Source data
---+---

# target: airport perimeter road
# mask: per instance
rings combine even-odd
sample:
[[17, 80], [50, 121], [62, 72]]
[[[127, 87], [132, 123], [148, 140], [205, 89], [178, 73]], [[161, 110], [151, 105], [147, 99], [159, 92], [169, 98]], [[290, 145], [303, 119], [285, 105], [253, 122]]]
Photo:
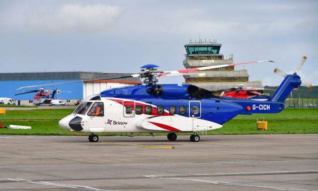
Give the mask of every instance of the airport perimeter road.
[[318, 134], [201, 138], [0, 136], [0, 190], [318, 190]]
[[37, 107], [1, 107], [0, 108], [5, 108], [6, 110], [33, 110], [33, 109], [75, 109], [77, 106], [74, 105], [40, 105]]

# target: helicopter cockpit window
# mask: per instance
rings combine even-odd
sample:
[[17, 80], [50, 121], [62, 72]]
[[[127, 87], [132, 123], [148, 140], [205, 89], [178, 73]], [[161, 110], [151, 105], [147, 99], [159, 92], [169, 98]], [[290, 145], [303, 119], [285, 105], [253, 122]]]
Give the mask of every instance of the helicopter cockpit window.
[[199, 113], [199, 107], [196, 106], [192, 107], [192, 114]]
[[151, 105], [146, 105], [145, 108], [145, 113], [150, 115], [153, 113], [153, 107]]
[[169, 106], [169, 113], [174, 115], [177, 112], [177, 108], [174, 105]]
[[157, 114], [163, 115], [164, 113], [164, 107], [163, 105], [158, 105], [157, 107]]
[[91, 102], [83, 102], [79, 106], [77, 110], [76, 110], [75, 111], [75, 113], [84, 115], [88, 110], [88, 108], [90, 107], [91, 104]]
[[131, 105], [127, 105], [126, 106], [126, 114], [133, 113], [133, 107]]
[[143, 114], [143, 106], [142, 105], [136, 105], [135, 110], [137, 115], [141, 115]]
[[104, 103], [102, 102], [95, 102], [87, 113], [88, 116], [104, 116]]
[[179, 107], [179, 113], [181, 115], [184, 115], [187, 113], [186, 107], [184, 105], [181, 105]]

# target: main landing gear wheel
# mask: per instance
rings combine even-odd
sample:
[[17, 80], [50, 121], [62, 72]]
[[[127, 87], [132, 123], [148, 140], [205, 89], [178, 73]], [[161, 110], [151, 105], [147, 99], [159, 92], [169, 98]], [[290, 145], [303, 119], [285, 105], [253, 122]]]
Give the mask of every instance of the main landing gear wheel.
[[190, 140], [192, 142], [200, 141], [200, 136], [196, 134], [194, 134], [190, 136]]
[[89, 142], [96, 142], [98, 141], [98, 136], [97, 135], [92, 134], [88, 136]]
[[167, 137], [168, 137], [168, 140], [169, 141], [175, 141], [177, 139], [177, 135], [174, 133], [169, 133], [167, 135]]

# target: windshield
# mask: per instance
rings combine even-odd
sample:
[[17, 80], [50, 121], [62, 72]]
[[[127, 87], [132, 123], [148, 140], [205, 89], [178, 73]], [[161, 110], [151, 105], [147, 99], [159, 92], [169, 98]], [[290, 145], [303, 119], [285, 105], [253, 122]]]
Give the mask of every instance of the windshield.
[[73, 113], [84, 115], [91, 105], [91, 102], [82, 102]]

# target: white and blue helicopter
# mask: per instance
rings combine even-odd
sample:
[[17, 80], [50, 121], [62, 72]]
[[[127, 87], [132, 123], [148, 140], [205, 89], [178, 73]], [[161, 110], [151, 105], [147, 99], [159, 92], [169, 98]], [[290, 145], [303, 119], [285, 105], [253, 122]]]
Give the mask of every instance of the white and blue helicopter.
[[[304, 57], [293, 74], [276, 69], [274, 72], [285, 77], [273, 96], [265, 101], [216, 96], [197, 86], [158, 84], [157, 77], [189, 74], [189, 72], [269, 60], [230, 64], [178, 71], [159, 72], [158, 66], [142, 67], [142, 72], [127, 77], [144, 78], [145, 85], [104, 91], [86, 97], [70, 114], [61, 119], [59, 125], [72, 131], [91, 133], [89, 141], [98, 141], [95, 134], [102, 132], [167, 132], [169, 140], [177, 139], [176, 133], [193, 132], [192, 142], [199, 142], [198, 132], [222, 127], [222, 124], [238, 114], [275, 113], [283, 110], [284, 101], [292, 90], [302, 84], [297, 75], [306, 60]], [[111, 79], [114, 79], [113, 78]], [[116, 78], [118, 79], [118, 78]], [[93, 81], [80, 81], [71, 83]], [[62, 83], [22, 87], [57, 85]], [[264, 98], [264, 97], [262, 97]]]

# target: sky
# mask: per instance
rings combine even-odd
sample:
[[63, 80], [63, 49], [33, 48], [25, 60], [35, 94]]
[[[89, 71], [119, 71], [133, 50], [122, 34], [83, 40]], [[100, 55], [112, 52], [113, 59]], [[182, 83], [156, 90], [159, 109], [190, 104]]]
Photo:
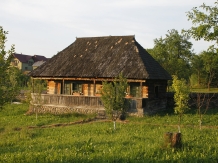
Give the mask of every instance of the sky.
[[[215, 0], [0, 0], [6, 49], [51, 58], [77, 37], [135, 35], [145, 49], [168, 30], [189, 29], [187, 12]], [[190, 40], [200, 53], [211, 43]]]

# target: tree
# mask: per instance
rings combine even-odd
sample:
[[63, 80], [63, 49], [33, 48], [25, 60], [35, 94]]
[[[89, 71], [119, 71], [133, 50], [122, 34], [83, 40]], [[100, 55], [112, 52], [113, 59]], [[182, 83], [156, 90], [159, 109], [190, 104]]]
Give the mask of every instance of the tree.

---+---

■ What you need to do ■
Render every line of the records above as a Markdown table with the columns Row and Line, numbering the rows in order and skipping blank lines. Leave the pictures out of the table.

■ Solution ■
| Row | Line |
|---|---|
| 1 | # target: airport perimeter road |
| 2 | # mask: per instance |
| 3 | rings combine even-odd |
| 4 | sample: |
| 5 | [[17, 80], [50, 121], [62, 72]] |
| 6 | [[[127, 87], [132, 123], [148, 140], [205, 89], [178, 73]], [[161, 110], [151, 105], [147, 99], [159, 92], [169, 98]], [[290, 145], [303, 119], [285, 105], [253, 122]]] |
| 7 | Photo: |
| 8 | Give the mask of every instance of the airport perimeter road. |
| 9 | [[318, 134], [201, 138], [0, 136], [0, 190], [318, 190]] |
| 10 | [[37, 107], [1, 107], [0, 108], [5, 108], [6, 110], [33, 110], [33, 109], [75, 109], [77, 106], [74, 105], [40, 105]] |
| 11 | # target: helicopter cockpit window |
| 12 | # mask: per instance |
| 13 | rings combine even-odd |
| 14 | sample: |
| 15 | [[17, 80], [50, 121], [62, 72]] |
| 16 | [[[127, 87], [132, 123], [148, 140], [205, 89], [178, 73]], [[161, 110], [151, 105], [147, 99], [159, 92], [169, 98]], [[290, 145], [303, 119], [285, 105], [253, 122]]] |
| 17 | Give the mask of every instance of the helicopter cockpit window. |
| 18 | [[199, 113], [199, 107], [196, 106], [192, 107], [192, 114]] |
| 19 | [[151, 105], [146, 105], [145, 108], [145, 113], [150, 115], [153, 113], [153, 107]] |
| 20 | [[169, 106], [169, 113], [174, 115], [177, 112], [177, 108], [174, 105]] |
| 21 | [[157, 114], [163, 115], [164, 113], [164, 107], [163, 105], [158, 105], [157, 107]] |
| 22 | [[91, 102], [83, 102], [79, 106], [77, 110], [76, 110], [75, 111], [75, 113], [84, 115], [88, 110], [88, 108], [90, 107], [91, 104]] |
| 23 | [[131, 105], [127, 105], [126, 106], [126, 114], [133, 113], [133, 107]] |
| 24 | [[143, 114], [143, 106], [142, 105], [136, 105], [135, 110], [137, 115], [141, 115]] |
| 25 | [[104, 103], [102, 102], [95, 102], [87, 113], [88, 116], [104, 116]] |
| 26 | [[179, 107], [179, 113], [181, 115], [184, 115], [187, 113], [186, 107], [184, 105], [181, 105]] |
| 27 | # target: main landing gear wheel |
| 28 | # mask: per instance |
| 29 | rings combine even-odd |
| 30 | sample: |
| 31 | [[17, 80], [50, 121], [62, 72]] |
| 32 | [[[127, 87], [132, 123], [148, 140], [205, 89], [178, 73]], [[161, 110], [151, 105], [147, 99], [159, 92], [169, 98]], [[290, 145], [303, 119], [285, 105], [253, 122]]] |
| 33 | Give the mask of every instance of the main landing gear wheel. |
| 34 | [[190, 140], [192, 142], [200, 141], [200, 136], [196, 134], [194, 134], [190, 136]] |
| 35 | [[89, 142], [96, 142], [98, 141], [98, 136], [97, 135], [92, 134], [88, 136]] |
| 36 | [[167, 137], [168, 137], [168, 140], [169, 141], [175, 141], [177, 139], [177, 135], [174, 133], [169, 133], [167, 135]] |
| 37 | # target: windshield |
| 38 | # mask: per instance |
| 39 | rings combine even-odd |
| 40 | sample: |
| 41 | [[17, 80], [50, 121], [62, 72]] |
| 42 | [[[127, 87], [132, 123], [148, 140], [205, 89], [178, 73]], [[161, 110], [151, 105], [147, 99], [159, 92], [169, 98]], [[290, 145], [303, 119], [285, 105], [253, 122]]] |
| 43 | Give the mask of every instance of the windshield. |
| 44 | [[73, 113], [84, 115], [91, 105], [91, 102], [82, 102]] |
| 45 | # target: white and blue helicopter |
| 46 | # mask: per instance |
| 47 | rings combine even-odd |
| 48 | sample: |
| 49 | [[17, 80], [50, 121], [62, 72]] |
| 50 | [[[127, 87], [132, 123], [148, 140], [205, 89], [178, 73]], [[161, 110], [151, 105], [147, 99], [159, 92], [169, 98]], [[290, 145], [303, 119], [285, 105], [253, 122]]] |
| 51 | Give the mask of every instance of the white and blue helicopter. |
| 52 | [[[304, 57], [293, 74], [276, 69], [274, 72], [285, 77], [273, 96], [265, 101], [216, 96], [197, 86], [158, 84], [157, 77], [189, 74], [189, 72], [269, 60], [230, 64], [178, 71], [159, 72], [158, 66], [142, 67], [142, 72], [127, 77], [144, 78], [145, 85], [104, 91], [86, 97], [70, 114], [61, 119], [59, 125], [72, 131], [91, 133], [89, 141], [98, 141], [95, 134], [102, 132], [167, 132], [169, 140], [177, 139], [176, 133], [193, 132], [192, 142], [199, 142], [198, 132], [222, 127], [222, 124], [238, 114], [275, 113], [283, 110], [284, 101], [292, 90], [302, 84], [297, 75], [306, 60]], [[111, 79], [114, 79], [113, 78]], [[116, 78], [118, 79], [118, 78]], [[93, 81], [80, 81], [71, 83]], [[62, 83], [22, 87], [57, 85]], [[264, 98], [264, 97], [262, 97]]] |
| 53 | # target: sky |
| 54 | # mask: per instance |
| 55 | rings combine even-odd |
| 56 | sample: |
| 57 | [[63, 80], [63, 49], [33, 48], [25, 60], [35, 94]] |
| 58 | [[[89, 71], [119, 71], [133, 50], [122, 34], [83, 40]], [[100, 55], [112, 52], [113, 59]], [[182, 83], [156, 90], [159, 109], [190, 104]]] |
| 59 | Photo: |
| 60 | Give the mask of every instance of the sky. |
| 61 | [[[215, 0], [0, 0], [6, 49], [51, 58], [77, 37], [135, 35], [145, 49], [168, 30], [189, 29], [187, 12]], [[190, 40], [200, 53], [211, 43]]] |
| 62 | # target: tree |
| 63 | # mask: per instance |
| 64 | rings combine even-odd |
| 65 | sample: |
| 66 | [[63, 80], [63, 49], [33, 48], [25, 60], [35, 94]] |
| 67 | [[[89, 71], [119, 71], [133, 50], [122, 34], [83, 40]], [[100, 55], [112, 52], [113, 59]], [[182, 83], [156, 90], [159, 109], [190, 104]]] |
| 68 | Give the mask of every instance of the tree. |